[start]
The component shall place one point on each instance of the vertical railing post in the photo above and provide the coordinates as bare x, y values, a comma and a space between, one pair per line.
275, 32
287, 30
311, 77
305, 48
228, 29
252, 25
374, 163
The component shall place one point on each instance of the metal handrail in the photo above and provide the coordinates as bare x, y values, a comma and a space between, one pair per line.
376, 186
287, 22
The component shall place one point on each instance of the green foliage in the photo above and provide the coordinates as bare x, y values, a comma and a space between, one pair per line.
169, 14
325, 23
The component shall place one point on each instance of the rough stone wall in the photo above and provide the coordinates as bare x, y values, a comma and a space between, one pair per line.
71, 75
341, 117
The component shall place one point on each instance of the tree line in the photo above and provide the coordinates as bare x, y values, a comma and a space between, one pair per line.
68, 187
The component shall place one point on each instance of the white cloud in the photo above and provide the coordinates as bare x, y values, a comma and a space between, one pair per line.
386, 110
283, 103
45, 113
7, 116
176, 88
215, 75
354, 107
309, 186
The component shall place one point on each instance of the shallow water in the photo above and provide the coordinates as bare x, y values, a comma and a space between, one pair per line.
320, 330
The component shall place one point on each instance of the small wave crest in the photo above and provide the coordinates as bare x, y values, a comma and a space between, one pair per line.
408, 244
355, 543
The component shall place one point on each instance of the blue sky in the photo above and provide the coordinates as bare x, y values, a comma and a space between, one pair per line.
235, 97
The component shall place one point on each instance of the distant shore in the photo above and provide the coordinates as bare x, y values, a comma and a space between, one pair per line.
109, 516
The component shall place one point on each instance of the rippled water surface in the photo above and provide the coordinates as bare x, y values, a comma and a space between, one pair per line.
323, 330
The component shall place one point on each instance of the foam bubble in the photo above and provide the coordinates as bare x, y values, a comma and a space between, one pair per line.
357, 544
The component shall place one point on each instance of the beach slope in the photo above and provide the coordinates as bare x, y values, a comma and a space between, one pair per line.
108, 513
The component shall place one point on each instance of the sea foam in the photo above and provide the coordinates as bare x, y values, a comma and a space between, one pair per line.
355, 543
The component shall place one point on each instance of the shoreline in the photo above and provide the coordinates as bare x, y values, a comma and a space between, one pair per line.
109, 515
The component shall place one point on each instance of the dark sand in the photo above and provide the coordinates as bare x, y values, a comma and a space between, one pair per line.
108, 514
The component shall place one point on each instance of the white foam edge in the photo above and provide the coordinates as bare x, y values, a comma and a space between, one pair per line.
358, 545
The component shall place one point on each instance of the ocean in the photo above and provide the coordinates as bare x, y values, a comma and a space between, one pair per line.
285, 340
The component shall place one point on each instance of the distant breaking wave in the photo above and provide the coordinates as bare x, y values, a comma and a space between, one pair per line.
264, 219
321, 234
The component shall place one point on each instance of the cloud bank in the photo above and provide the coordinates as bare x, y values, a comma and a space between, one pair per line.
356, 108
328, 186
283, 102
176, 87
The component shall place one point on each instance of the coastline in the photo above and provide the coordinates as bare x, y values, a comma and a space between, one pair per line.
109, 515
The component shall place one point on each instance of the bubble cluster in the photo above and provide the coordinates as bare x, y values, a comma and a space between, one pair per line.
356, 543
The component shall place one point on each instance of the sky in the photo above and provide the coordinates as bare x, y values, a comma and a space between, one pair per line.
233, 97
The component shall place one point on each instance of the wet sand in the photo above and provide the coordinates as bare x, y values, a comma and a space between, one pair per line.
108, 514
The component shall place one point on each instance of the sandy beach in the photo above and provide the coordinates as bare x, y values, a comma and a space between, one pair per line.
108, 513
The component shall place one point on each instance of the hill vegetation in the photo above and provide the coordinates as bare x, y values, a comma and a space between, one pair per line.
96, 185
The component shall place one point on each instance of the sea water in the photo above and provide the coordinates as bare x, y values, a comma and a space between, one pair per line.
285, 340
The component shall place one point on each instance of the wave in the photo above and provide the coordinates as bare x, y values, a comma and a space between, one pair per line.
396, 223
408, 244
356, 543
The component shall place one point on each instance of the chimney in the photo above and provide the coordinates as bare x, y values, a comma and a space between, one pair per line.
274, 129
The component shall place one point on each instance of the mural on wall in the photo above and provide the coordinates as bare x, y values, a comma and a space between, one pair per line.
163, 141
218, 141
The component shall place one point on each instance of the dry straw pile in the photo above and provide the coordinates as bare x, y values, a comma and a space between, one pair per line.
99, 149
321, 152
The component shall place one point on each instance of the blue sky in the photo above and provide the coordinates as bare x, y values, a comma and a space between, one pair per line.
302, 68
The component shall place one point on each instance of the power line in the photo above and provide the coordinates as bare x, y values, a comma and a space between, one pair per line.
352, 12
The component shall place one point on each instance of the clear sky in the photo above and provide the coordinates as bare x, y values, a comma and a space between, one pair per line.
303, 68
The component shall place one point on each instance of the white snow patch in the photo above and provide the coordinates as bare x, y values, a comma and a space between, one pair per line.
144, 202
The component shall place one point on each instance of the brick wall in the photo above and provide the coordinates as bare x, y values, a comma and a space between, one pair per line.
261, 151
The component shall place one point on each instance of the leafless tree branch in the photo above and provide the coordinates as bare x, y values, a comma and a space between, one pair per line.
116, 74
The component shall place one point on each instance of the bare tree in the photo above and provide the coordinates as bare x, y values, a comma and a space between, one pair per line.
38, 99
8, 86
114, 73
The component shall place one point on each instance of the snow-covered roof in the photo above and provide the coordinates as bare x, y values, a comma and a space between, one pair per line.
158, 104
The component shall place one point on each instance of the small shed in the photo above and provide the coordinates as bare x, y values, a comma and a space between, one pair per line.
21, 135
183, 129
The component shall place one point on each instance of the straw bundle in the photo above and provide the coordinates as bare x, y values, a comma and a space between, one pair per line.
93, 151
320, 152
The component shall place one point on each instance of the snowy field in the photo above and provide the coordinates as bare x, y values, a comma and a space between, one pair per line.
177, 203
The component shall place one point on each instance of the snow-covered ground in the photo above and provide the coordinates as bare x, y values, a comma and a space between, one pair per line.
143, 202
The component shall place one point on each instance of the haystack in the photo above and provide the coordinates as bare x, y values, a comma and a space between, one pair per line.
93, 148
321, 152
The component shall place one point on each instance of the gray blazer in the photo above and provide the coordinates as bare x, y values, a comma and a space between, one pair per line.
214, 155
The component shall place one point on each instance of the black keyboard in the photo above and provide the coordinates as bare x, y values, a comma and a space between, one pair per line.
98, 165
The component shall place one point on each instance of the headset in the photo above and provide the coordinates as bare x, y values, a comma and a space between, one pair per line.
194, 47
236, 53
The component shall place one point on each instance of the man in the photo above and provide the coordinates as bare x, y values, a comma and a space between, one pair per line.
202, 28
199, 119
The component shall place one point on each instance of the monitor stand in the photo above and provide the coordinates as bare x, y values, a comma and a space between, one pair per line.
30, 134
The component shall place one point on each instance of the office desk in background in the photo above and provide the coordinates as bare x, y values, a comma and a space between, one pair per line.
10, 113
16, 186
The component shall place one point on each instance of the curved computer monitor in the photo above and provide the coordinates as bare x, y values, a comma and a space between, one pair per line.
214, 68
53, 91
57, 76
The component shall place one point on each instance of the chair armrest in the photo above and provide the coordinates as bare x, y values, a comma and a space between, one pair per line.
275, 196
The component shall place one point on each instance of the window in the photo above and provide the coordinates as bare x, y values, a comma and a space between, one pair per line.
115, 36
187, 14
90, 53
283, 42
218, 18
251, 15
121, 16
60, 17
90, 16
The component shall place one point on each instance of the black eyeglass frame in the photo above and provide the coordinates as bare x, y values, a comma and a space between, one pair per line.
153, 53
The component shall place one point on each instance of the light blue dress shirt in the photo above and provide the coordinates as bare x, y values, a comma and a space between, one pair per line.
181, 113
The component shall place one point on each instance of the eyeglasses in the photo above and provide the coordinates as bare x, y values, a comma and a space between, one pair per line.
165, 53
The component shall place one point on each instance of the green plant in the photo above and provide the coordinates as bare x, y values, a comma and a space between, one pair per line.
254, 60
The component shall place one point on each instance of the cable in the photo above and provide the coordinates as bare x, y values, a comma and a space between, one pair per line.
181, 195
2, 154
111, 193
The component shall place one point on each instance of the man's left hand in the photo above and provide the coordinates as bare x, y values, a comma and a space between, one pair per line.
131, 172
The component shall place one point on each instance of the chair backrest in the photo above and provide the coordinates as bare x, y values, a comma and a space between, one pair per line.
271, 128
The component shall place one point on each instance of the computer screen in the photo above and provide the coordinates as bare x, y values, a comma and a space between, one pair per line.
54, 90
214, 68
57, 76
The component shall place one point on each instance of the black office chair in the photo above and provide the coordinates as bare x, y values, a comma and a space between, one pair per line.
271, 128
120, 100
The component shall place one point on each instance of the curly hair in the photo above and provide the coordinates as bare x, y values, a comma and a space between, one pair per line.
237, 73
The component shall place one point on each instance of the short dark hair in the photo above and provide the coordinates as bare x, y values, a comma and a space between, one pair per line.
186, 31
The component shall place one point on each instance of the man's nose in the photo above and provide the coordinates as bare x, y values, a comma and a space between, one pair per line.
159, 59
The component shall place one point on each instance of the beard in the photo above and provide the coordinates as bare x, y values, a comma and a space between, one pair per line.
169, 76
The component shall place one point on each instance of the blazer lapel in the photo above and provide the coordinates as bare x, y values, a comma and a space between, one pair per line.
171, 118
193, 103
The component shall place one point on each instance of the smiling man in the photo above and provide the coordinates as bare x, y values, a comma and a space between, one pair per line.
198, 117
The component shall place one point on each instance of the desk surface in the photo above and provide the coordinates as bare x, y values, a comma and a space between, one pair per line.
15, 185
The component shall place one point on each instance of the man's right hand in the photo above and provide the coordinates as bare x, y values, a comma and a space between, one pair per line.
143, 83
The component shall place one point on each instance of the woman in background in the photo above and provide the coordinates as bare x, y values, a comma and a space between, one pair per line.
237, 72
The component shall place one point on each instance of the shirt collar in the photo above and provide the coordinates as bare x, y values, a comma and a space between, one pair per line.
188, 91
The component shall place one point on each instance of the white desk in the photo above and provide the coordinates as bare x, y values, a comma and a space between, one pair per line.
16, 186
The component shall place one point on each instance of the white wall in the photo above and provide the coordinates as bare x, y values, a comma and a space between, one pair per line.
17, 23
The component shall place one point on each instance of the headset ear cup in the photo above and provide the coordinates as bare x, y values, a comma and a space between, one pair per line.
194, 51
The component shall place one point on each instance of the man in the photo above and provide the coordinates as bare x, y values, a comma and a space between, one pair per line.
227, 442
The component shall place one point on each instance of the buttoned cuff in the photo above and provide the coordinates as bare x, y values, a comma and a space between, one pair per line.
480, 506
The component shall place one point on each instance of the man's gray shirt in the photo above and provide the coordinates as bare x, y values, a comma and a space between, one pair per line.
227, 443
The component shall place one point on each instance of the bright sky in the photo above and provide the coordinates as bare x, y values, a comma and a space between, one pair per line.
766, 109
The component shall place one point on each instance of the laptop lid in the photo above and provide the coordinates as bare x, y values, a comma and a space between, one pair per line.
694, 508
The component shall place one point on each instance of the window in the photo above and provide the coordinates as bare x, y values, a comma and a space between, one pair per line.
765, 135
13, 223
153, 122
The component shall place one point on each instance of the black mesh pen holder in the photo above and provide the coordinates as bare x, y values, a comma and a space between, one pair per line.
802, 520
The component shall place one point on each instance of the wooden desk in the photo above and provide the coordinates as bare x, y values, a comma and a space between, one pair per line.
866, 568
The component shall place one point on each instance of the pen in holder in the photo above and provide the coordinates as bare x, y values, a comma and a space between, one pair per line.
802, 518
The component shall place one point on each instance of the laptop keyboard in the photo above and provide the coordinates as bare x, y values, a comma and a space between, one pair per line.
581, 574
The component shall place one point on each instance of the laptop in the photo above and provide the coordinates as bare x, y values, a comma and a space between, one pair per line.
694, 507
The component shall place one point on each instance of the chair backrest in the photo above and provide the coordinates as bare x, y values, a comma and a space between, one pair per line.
[end]
Return, unchanged, each line from the line containing "of the buttoned" through the last line of the material.

The component shall place one point on each instance of the buttoned cuff in the photo above and provide the coordinates as bare x, y values, a comma and a space between, one pair per line.
480, 506
The component shall place one point on each instance of the man's gray shirt in the photo above and provide the coordinates as bare x, y values, a comma and a space between, one pair per line.
227, 443
The component shall place one point on each instance of the bright sky in the photo above and provide the coordinates as bare x, y values, a comma and a space between, one pair per line.
766, 109
The component shall place one point on each instance of the laptop lid in the photo above and provide the coordinates as bare x, y values, a comma and a space between, one pair per line.
694, 508
The component shall place one point on each instance of the window in the photo above and provide the coordinates as bare x, y values, a comma and a space between, one pair per line.
765, 135
13, 223
153, 122
The component shall place one point on each instance of the black mesh pen holder in the photo above and provide the coordinates as bare x, y values, a comma and a space between, one pair per line.
802, 520
The component shall place one point on each instance of the wooden desk in the photo above and provide the coordinates as bare x, y values, a comma and a space between, one pair per line.
866, 568
The component shall place one point on each instance of the pen in holder in the photo above and provide the coordinates as bare x, y values, a comma and a space between, one pair per line.
802, 518
The component shall place one point on each instance of the laptop keyboard in the photo above and provide the coordinates as bare x, y values, a comma and a space between, one pair per line.
581, 574
The component shall place one point on each instance of the laptop in the photo above and provide the coordinates as bare x, y values, a comma and a space between, one pair per line.
694, 507
The component shall place one point on each instance of the chair backrest in the photo above and provide the coordinates as bare x, y values, a comma and a space between, one pair per line.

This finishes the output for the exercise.